Directions for this task – Send back every line of the data exactly.

[Referring expression data]
────────────────

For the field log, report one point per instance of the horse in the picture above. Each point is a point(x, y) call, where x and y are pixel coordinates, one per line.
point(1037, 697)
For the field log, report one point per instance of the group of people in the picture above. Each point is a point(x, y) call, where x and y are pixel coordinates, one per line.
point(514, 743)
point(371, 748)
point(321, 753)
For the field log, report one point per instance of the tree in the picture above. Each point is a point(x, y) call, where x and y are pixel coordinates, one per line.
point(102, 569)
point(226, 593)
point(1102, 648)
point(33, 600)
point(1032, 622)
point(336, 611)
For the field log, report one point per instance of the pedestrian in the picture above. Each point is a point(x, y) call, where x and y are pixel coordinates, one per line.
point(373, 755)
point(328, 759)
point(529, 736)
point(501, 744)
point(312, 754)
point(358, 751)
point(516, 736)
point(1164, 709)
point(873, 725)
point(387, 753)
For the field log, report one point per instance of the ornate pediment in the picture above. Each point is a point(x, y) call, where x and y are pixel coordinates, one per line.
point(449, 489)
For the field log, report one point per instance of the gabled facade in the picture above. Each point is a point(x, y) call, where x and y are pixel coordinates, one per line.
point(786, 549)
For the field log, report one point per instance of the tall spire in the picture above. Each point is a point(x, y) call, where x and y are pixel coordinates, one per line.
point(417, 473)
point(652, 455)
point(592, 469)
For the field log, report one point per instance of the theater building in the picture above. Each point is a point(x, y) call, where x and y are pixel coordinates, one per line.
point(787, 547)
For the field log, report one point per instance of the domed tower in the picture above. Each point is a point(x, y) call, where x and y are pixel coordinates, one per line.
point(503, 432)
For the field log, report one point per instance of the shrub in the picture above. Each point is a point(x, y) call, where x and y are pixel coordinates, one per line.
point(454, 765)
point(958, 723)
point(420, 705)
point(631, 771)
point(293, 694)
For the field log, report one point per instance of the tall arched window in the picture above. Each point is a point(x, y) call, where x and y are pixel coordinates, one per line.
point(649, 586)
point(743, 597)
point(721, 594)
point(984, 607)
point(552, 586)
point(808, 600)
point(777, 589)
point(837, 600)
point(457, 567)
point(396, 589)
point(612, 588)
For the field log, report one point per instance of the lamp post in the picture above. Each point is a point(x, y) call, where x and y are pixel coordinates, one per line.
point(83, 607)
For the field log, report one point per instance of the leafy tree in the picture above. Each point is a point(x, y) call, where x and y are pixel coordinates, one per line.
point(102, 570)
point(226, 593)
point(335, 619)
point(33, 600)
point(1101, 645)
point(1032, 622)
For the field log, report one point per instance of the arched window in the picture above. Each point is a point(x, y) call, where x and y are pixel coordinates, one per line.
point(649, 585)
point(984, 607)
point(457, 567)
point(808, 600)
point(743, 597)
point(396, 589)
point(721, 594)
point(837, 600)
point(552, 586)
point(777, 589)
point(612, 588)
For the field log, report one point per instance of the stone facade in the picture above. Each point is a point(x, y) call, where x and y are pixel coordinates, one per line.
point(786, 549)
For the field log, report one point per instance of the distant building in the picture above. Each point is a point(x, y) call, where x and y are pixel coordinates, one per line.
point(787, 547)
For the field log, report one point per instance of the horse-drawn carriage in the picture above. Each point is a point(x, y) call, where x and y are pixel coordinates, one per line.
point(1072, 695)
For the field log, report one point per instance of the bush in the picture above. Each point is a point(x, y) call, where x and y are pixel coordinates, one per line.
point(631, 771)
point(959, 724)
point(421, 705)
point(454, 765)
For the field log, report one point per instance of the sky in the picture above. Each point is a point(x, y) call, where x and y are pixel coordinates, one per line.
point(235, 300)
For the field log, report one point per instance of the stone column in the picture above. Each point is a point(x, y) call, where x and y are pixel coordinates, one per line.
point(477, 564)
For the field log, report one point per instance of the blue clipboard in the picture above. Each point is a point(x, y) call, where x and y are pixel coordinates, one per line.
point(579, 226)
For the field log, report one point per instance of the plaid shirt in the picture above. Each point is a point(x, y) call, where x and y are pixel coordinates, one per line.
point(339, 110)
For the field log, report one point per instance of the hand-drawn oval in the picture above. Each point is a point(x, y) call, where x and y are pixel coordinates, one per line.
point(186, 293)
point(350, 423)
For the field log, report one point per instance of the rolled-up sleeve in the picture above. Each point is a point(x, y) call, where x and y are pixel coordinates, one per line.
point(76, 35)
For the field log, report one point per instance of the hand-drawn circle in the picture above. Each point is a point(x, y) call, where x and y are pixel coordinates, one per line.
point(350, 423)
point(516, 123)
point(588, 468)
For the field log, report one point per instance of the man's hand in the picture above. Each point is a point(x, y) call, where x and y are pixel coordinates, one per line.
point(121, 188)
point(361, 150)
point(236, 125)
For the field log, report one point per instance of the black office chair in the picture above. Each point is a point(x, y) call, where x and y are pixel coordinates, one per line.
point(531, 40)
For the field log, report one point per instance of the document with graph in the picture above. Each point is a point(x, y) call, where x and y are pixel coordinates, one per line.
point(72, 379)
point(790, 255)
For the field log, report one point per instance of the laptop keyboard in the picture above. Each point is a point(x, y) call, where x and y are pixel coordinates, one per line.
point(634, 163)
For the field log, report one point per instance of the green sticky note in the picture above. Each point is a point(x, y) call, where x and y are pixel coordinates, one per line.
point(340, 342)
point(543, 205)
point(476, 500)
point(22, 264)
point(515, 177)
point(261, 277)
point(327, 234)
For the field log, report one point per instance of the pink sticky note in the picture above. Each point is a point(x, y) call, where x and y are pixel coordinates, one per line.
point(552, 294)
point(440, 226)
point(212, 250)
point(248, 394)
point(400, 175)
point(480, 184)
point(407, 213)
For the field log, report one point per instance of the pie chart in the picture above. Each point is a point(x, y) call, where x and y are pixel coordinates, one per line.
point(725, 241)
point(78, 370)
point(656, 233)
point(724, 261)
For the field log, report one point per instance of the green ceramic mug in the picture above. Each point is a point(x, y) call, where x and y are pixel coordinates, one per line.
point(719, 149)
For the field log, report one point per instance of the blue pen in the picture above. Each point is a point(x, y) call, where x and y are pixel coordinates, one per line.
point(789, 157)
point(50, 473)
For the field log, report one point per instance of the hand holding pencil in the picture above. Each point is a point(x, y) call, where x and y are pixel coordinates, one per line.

────────────────

Solved problem –
For the field log, report one point per instance of the horse in the picture above. Each point is a point(x, y) call, where x and y are pixel coordinates, one per line.
point(1037, 697)
For the field log, report one point per instance of the group of people in the picture above. Each point is a point(x, y) call, where x and y are pixel coordinates, one per line.
point(514, 743)
point(371, 748)
point(321, 753)
For the field log, report one point per instance of the tree in the picture above. Each point is a point(x, y) call, where x and y are pixel coordinates, one per line.
point(102, 569)
point(226, 593)
point(1102, 648)
point(33, 600)
point(1032, 622)
point(336, 611)
For the field log, report one point per instance of the pedestrian in the picture above. Each point is a point(x, y) call, where x and y are pixel coordinates, one per line.
point(373, 755)
point(328, 759)
point(529, 736)
point(501, 744)
point(312, 754)
point(358, 751)
point(516, 736)
point(1164, 709)
point(873, 725)
point(387, 753)
For the field log, report one point per instance of the ornate pediment in the picture above. Each point is a point(x, y) call, where x and y are pixel coordinates, one per line.
point(449, 489)
For the field log, report one point per instance of the gabled facade in the picture above. Each point is a point(x, y) call, where x and y are pixel coordinates, one per line.
point(786, 549)
For the field log, report one point per instance of the tall spire in the picture above. Each point is a point(x, y) call, where x and y are pixel coordinates, one per line.
point(417, 473)
point(652, 455)
point(592, 469)
For the field log, report one point per instance of the theater building in the picture above. Each point is a point(x, y) call, where x and y are pixel coordinates, one per line.
point(787, 547)
For the field log, report one point per instance of the domed tower in the picture above. Each point is a point(x, y) call, where x and y are pixel coordinates, one per line.
point(503, 432)
For the field log, report one point per instance of the shrub in the picture above. Each point is a point(x, y) call, where x and y are pixel coordinates, one per line.
point(454, 765)
point(958, 723)
point(420, 705)
point(631, 771)
point(293, 694)
For the field log, report one point per instance of the tall arched window in the picture above. Each point is a point(x, y) call, where x and y are pixel coordinates, one per line.
point(649, 586)
point(743, 597)
point(721, 594)
point(984, 607)
point(552, 586)
point(808, 600)
point(777, 589)
point(837, 600)
point(457, 567)
point(396, 589)
point(612, 588)
For the field log, report one point per instance of the lamp post in the picture above. Each point is a point(x, y) call, where x and y are pixel coordinates, one per line.
point(83, 607)
For the field log, report one point per instance of the leafy tree in the picture above. Each point is a point(x, y) call, where x and y are pixel coordinates, one per line.
point(102, 570)
point(226, 593)
point(335, 619)
point(33, 600)
point(1101, 645)
point(1032, 622)
For the field log, report one point per instance of the arched window in the picture above. Each point is a point(x, y) call, where x and y are pixel coordinates, one per line.
point(649, 585)
point(984, 607)
point(457, 567)
point(808, 600)
point(743, 597)
point(396, 589)
point(721, 594)
point(837, 600)
point(552, 586)
point(777, 589)
point(612, 588)
For the field log, report one point per instance of the stone facade in the picture above. Each point is a point(x, y) call, where x and y are pixel coordinates, one per line.
point(786, 549)
For the field log, report one point per instance of the distant building in the picture above. Each point is a point(x, y) call, where x and y are pixel coordinates, one per line.
point(787, 547)
For the field log, report one point per instance of the horse-drawn carriage in the picture above. Each point is a point(x, y) call, where x and y are pixel coordinates, one per line.
point(1072, 695)
For the field log, report one point per instance of the bush in the picture above. Each point is a point(x, y) call, where x and y are pixel coordinates, one per line.
point(631, 771)
point(959, 724)
point(421, 705)
point(454, 765)
For the field log, report one point per instance of the sky in the picture above. Each point is a point(x, y) call, where x and y are pixel coordinates, one per line.
point(235, 300)
For the field log, report one point per instance of the stone column in the picture above. Each point is a point(x, y) call, where x and y are pixel coordinates, one per line.
point(477, 564)
For the field log, report one point per instance of the blue clipboard in the picture above. Each point is a point(x, y) call, where x and y are pixel coordinates, one per line.
point(579, 226)
For the field log, report one point per instance of the plaid shirt in the picture above. Each point is a point(x, y) call, where x and y are pixel coordinates, one per line.
point(339, 110)
For the field log, report one point per instance of the hand-drawn oval in the picture above. Each point is a point(x, y) call, where x and y are pixel coordinates, one per line.
point(186, 293)
point(350, 423)
For the field log, report one point per instance of the rolled-up sleeve in the picture above. Each point is a point(x, y) call, where x and y are pixel coordinates, one per line.
point(76, 35)
For the field log, report one point per instance of the hand-drawn circle in the picture above. Each point is a point(x, y) call, where x and y are pixel coordinates, one per line.
point(350, 423)
point(516, 123)
point(588, 468)
For the field log, report one point per instance of the man's hand in the picture above. Each point is a point(x, y) call, where x and y are pixel coordinates, one per line.
point(121, 188)
point(361, 150)
point(236, 125)
For the field log, report one point per instance of the black office chair in the picture above. Each point is a point(x, y) call, where x and y are pixel coordinates, one per line.
point(531, 40)
For the field log, report one point per instance of the document with graph in the picture above. Each point is a point(x, y) call, where x and y are pixel coordinates, one per line.
point(72, 379)
point(790, 255)
For the field log, report one point per instance of the laptop keyboard in the picture above. Each point is a point(x, y) call, where x and y are pixel coordinates, one per line.
point(634, 163)
For the field log, report one point per instance of the green sticky note in the picture above. Each point is a point(x, y) call, where x and y are pixel coordinates, one per line.
point(340, 342)
point(543, 205)
point(476, 500)
point(22, 264)
point(515, 177)
point(261, 277)
point(327, 234)
For the field log, report one point per instance of the pink sticky note in the picture above. Each point is a point(x, y) call, where x and y are pixel coordinates, one per line.
point(552, 294)
point(440, 226)
point(212, 250)
point(248, 394)
point(400, 175)
point(480, 184)
point(407, 213)
For the field log, report one point per instance of the pie chart in the picture above. Each point is a point(x, y) call, where x and y are pixel coordinates, one per line.
point(725, 241)
point(78, 370)
point(656, 233)
point(724, 261)
For the field log, report one point per instance of the green ceramic mug in the picture above. Each point is a point(x, y) call, where x and y are pixel coordinates, one per line.
point(719, 149)
For the field log, report one point per instance of the blue pen in the picture above. Each point is a point(x, y) call, where x and y are pixel coordinates, one per line.
point(789, 157)
point(50, 473)
For the field log, report one point per instance of the hand holding pencil in the picture above. Each point is a point(x, y) call, where x and y are pixel coordinates, one per line.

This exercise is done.